To do
Write out the whole listing again, exactly as given.

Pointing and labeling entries
-------------------------
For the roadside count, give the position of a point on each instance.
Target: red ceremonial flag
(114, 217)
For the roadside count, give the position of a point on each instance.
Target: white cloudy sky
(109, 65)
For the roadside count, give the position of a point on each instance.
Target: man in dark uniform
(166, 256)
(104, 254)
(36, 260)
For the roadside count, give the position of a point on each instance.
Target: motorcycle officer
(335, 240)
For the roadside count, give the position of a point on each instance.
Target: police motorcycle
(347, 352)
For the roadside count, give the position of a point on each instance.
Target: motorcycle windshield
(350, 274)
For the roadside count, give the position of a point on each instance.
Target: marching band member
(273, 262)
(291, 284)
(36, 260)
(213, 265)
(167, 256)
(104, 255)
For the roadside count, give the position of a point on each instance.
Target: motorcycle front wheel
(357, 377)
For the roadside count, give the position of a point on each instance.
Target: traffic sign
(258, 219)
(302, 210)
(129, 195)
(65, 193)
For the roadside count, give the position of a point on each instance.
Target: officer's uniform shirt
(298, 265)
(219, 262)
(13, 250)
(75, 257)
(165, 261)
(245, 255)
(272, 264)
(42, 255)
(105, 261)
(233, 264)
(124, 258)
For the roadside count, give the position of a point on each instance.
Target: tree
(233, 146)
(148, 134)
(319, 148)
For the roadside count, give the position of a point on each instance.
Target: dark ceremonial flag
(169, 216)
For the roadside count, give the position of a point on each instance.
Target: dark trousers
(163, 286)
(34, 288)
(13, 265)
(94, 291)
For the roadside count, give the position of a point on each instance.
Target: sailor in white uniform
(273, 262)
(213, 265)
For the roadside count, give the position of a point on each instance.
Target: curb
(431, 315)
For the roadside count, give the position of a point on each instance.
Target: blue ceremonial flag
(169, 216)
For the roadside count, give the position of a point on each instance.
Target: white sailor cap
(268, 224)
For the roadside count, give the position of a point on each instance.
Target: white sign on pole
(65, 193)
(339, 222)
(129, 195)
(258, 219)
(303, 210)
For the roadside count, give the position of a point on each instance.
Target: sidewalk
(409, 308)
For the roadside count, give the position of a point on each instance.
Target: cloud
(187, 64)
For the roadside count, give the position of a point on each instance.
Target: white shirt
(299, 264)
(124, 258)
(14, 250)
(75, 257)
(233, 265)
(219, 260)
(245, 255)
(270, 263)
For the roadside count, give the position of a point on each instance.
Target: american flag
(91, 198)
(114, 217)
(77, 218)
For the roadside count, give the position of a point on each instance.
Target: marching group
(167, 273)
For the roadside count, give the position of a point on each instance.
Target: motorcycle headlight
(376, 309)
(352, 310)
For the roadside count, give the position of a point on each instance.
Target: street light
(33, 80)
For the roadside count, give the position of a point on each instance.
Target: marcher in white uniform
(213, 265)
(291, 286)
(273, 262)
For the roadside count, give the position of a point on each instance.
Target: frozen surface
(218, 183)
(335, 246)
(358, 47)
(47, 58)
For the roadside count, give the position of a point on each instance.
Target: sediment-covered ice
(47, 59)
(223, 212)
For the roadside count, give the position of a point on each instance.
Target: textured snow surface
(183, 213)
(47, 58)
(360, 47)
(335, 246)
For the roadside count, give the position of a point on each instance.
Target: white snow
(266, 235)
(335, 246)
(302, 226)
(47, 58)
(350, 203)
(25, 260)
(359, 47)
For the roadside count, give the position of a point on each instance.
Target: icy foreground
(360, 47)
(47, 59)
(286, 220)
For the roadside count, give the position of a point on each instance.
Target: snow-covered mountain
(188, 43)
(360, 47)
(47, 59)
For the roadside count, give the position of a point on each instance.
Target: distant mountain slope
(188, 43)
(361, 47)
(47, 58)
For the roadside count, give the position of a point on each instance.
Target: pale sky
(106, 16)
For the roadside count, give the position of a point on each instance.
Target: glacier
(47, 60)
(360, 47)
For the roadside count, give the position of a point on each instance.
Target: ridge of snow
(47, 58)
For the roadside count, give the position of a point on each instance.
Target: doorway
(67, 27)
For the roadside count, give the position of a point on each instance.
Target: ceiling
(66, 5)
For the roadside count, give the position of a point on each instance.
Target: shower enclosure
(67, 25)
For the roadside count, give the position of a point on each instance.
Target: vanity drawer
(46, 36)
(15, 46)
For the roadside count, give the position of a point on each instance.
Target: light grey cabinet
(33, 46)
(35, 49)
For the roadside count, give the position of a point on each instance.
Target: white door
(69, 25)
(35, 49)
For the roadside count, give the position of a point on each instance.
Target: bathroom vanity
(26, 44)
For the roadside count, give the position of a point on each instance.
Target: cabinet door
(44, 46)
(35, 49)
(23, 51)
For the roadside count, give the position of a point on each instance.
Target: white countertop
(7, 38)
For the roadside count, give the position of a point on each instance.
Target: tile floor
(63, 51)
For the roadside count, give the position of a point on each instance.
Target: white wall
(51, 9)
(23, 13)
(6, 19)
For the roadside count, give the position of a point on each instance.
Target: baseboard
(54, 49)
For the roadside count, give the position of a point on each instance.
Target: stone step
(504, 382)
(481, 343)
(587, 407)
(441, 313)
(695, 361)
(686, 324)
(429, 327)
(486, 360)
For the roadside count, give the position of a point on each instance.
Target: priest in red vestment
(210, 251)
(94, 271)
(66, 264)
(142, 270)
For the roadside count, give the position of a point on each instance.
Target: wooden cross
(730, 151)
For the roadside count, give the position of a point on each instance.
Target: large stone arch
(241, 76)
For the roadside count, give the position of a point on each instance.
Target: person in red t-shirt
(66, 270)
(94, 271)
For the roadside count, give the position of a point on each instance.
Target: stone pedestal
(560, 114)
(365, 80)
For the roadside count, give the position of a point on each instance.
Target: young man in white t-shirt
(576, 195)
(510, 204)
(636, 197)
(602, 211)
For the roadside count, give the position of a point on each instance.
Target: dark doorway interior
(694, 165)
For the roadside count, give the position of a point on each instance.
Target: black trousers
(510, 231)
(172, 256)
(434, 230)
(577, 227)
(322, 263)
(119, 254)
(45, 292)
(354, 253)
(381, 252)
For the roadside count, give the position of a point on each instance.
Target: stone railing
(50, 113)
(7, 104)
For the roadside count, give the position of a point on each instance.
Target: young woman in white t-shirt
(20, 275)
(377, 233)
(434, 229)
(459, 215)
-------------------------
Final answer
For the roadside count, give the position of a point on each instance.
Target: red ceremonial flag
(114, 217)
For the roadside count, give the position of a point on each instance.
Target: white cloudy sky
(109, 65)
For the roadside count, give the position of a point on each instance.
Target: man in dark uniform
(166, 256)
(104, 254)
(36, 260)
For the roadside count, give the position of a point on each instance.
Target: motorcycle officer
(335, 240)
For the roadside count, give the position of a point on each instance.
Target: police motorcycle
(347, 352)
For the roadside count, give the position of a point on each instance.
Target: motorcycle windshield
(350, 274)
For the roadside count, give the position of a point on each instance.
Target: marching band member
(273, 262)
(291, 284)
(36, 260)
(213, 265)
(167, 256)
(104, 255)
For the roadside count, give the position of a point on each instance.
Target: motorcycle front wheel
(357, 377)
For the roadside count, give the position of a point on each instance.
Target: traffic sign
(258, 219)
(302, 210)
(129, 195)
(65, 193)
For the roadside count, give the position of a point on each instance.
Target: officer's uniform shirt
(298, 265)
(219, 262)
(13, 250)
(75, 257)
(165, 261)
(245, 255)
(272, 264)
(42, 255)
(105, 261)
(233, 264)
(124, 258)
For the roadside count, give the position of a point on each instance.
Target: tree
(233, 146)
(148, 134)
(319, 148)
For the roadside count, give the position of a point on each instance.
Target: dark ceremonial flag
(169, 216)
For the roadside count, give the position of a point on each instance.
Target: dark trousers
(163, 286)
(34, 288)
(13, 265)
(94, 291)
For the roadside count, give the position of a point on each instance.
Target: sailor in white uniform
(273, 262)
(213, 265)
For the roadside count, give the position of a point on each instance.
Target: curb
(431, 315)
For the roadside count, give the position of a point on each instance.
Target: blue ceremonial flag
(169, 216)
For the roadside count, give the position of a point on each instance.
Target: white sailor cap
(268, 224)
For the roadside count, give the position of a point on each instance.
Target: white sign on pole
(65, 193)
(339, 222)
(129, 195)
(258, 219)
(303, 210)
For the roadside count, give the position of a point on each instance.
Target: sidewalk
(409, 308)
For the roadside count, give the position of a point on each instance.
Target: cloud
(187, 64)
For the roadside count, give the position of a point on each instance.
Target: white shirt
(299, 264)
(124, 258)
(14, 250)
(75, 257)
(233, 265)
(219, 260)
(245, 255)
(270, 263)
For the roadside count, give the position of a point on each instance.
Target: american flag
(91, 198)
(114, 217)
(77, 218)
For the roadside count, give the position of a point on each instance.
Target: marching group
(167, 273)
For the roadside count, give the position of a point on each instance.
Target: motorcycle headlight
(376, 309)
(352, 310)
For the roadside count, give the position of a point on each instance.
Target: street light
(33, 80)
For the roadside count, give the position of a point on each instance.
Target: marcher in white uniform
(213, 265)
(291, 286)
(273, 262)
For the roadside count, give the position of a point on each instance.
Target: frozen surface
(218, 183)
(335, 246)
(358, 47)
(47, 58)
For the roadside count, give the position of a point on each instance.
Target: sediment-covered ice
(47, 59)
(223, 212)
For the roadside count, give the position of a point on each instance.
Target: textured snow surface
(183, 213)
(47, 58)
(360, 47)
(335, 246)
For the roadside count, give the position of a point on each instance.
Target: white snow
(266, 235)
(335, 246)
(302, 226)
(47, 58)
(350, 203)
(25, 260)
(359, 47)
For the roadside count, give the position of a point on each instance.
Target: icy foreground
(360, 47)
(47, 59)
(286, 220)
For the roadside count, give the position of a point on each instance.
Target: snow-covered mountain
(188, 43)
(360, 47)
(47, 59)
For the roadside count, give the position of a point on each instance.
Target: distant mountain slope
(188, 43)
(361, 47)
(47, 58)
For the roadside count, give the position of a point on each instance.
Target: pale sky
(106, 16)
For the roadside count, give the position of a point on each instance.
Target: glacier
(47, 60)
(360, 47)
For the roadside count, give the position of a point on each instance.
Target: ridge of snow
(47, 58)
For the roadside count, give the position of a point on each instance.
Target: doorway
(67, 27)
For the roadside count, give the position of a point on each instance.
Target: ceiling
(66, 5)
For the roadside count, give the position of a point on each instance.
Target: shower enclosure
(67, 25)
For the roadside count, give the position of a point on each instance.
Target: vanity drawer
(46, 36)
(15, 46)
For the roadside count, give the position of a point on each instance.
Target: light grey cabinet
(33, 46)
(35, 49)
For the roadside count, give the position of a point on each instance.
Target: white door
(69, 25)
(35, 49)
For the roadside count, give the position of a point on each instance.
Target: bathroom vanity
(26, 44)
For the roadside count, give the position of a point on each instance.
Target: cabinet door
(44, 46)
(35, 49)
(23, 51)
For the roadside count, give the position of a point on each instance.
Target: white countertop
(7, 38)
For the roadside count, give the position of a point on each instance.
Target: tile floor
(63, 51)
For the roadside count, give the position of a point on each instance.
Target: white wall
(51, 9)
(23, 13)
(6, 19)
For the roadside count, give the position of a point on each instance.
Target: baseboard
(54, 49)
For the roadside count, give the position of a point on each instance.
Target: stone step
(504, 382)
(481, 343)
(587, 407)
(441, 313)
(695, 361)
(686, 324)
(429, 327)
(486, 360)
For the roadside count, give the position of a point on each instance.
Target: priest in red vestment
(210, 251)
(94, 271)
(66, 264)
(142, 270)
For the roadside count, give the position of a point on each instance.
Target: wooden cross
(730, 151)
For the roadside count, give the position of a point on each instance.
Target: large stone arch
(241, 76)
For the roadside count, give the position of a point on each instance.
Target: person in red t-shirt
(66, 270)
(94, 271)
For the roadside count, give the position of a point on each instance.
Target: stone pedestal
(560, 114)
(365, 80)
For the roadside count, give the position of a point on each instance.
Target: young man in white t-shirt
(576, 195)
(510, 204)
(636, 197)
(602, 211)
For the roadside count, give the position of a point on each instance.
Target: dark doorway interior
(694, 165)
For the roadside count, give the position of a point on each instance.
Target: black trousers
(510, 231)
(172, 256)
(434, 230)
(577, 227)
(322, 263)
(119, 254)
(45, 292)
(354, 253)
(381, 252)
For the roadside count, give the position of a point on each instance.
Target: stone railing
(50, 113)
(7, 104)
For the roadside count, give the position of a point on each instance.
Target: young woman in white t-shirt
(20, 275)
(377, 233)
(434, 229)
(459, 215)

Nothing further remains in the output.